##### Texte extrait #####

Des Pixels aux Podiums : la mode 2.0

Les avancées technologiques ont bouleversé l’industrie de la mode rehaussant son efficacité et poussant la frontière entre réalité et phantasmes littéraires et cinématographique. Toujours est-il que pour pallier la surproduction de vêtements, des pratiques plus durables et des réglementations s’imposent.

Légende : Atsuko Tanaka, Première robe électrique Electric Dress, 1956

La Conception assistée par ordinateur (CAO) a transformé la manière dont les designers échafaudent leurs œuvres. Jumelée à l’automatisation de la production, la création devient un jeu d’enfant. Dans le monde de la mode, davantage de robots sont utilisés et adaptés pour des tâches telles que la coupe, le pliage et l’emballage des vêtements. Avec la CAO, la rapidité et la précision des directeurs artistiques et des petites mains n’ont fait que croître depuis 1957, date de naissance du programme PRONTO (Program for Numerical Tooling Operations), premier langage de programmation de contrôle numérique. 

Avec la modélisation 3D, les vêtements peuvent être visualisés sous moult facettes, les tissus et les motifs testés. L’ajustement sur les différentes morphologies se fait à présent en quelques clics. L’inclusion des imprimantes 3D a révolutionné le processus de prototypage, permettant aux designers de créer des échantillons physiques en quelques heures. Des projets aux formes et structures jusqu’alors futuristes deviennent possibles. Un exemple ? Celui d’Iris van Herpen, pionnière dans l’emploi de la modélisation. Cette créatrice néerlandaise de 39 ans séduit avec ses robes structurales et squelettiques avant-gardistes. « J’ai compris le potentiel de cette technique et l’ai progressivement intégrée à mon travail. Lors de mon premier défilé haute couture à Paris, en 2011, la moitié de la collection était imprimée en 3D », confiait-elle en 2021.

##### Données #####

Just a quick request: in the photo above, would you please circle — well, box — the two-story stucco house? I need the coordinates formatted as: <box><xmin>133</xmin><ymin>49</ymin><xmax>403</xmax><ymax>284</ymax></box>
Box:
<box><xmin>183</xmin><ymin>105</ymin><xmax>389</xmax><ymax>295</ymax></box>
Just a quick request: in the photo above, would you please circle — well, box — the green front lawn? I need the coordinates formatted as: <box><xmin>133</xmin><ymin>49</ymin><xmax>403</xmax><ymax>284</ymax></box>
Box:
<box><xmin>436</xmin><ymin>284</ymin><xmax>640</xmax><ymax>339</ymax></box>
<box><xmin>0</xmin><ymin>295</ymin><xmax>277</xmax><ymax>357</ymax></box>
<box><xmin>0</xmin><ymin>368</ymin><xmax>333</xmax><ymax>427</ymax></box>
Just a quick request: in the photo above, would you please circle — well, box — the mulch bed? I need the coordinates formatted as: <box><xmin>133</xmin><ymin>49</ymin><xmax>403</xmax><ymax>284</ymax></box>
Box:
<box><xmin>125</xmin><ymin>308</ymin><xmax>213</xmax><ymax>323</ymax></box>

#####

### Consignes
**1.** Résumez en deux phrases le texte sur la mode et la technologie.
**2.** Prolongez le texte sur la mode et la technologie à partir de sa dernière phrase.
La liste ne sert pas ici.

### Réponses de l'exercice
**1.** Les avancées technologiques, comme la conception assistée par ordinateur et l'automatisation, ont rendu la création de mode plus rapide et plus précise, même si la surproduction de vêtements appelle des pratiques plus durables et des réglementations. La modélisation et l'impression 3D permettent de tester tissus et motifs, d'ajuster les vêtements aux morphologies et de fabriquer des échantillons en quelques heures, comme le montre la créatrice néerlandaise Iris van Herpen, dont la moitié de la collection de son premier défilé haute couture à Paris, en 2011, était imprimée en 3D.

**2.**
Légende: Iris Van Herpen, Collection Crystallization à la Fashion Week Amsterdam Printemps/Eté 2011

La technologie ouvre ses portes aux innovations créatives 

On assiste à une démocratisation de ces techniques, un bond fulgurant dans l’histoire de la mode. Quoique pour l’hors norme Iris van Herpen, les avancées sont encore trop lentes et la fashion trop fast. « Quand j’ai commencé à travailler avec l’impression 3D, cela faisait vingt ans que la technique existait, mais avant de l’amener dans la mode, il a fallu au moins dix ans pour qu’elle soit suffisamment sophistiquée. C’est la même chose avec les nouvelles technologies que je vois arriver », a-t-elle expliqué en novembre dernier. Sous couvert d’un sentiment de frustration, elle évoque ses ambitions toujours plus grandissantes : « Je suis constamment guidée par ma curiosité, et il y a encore tellement de choses à découvrir ! Par exemple, en ce moment on progresse beaucoup dans l’impression 4D ». Ici l’artiste évoque un processus par lequel un objet imprimé en 3D modifie lui-même sa structure au contact d’une énergie extérieure comme la température, la lumière ou d’autres stimuli environnementaux. Des chercheurs ont présenté en 2024 une robe composée d’une seule pièce en maille dont la forme s’adapte à la polymorphie des corps avec la chaleur. De facto, cette innovation impulsée par le Massachusetts Institute of Technology (MIT) et la marque de prêt-à-porter Ministry of Supply fait trembler la mode jetable.

Légende : La robe 4D développée par MIT à des fin écologique (2024)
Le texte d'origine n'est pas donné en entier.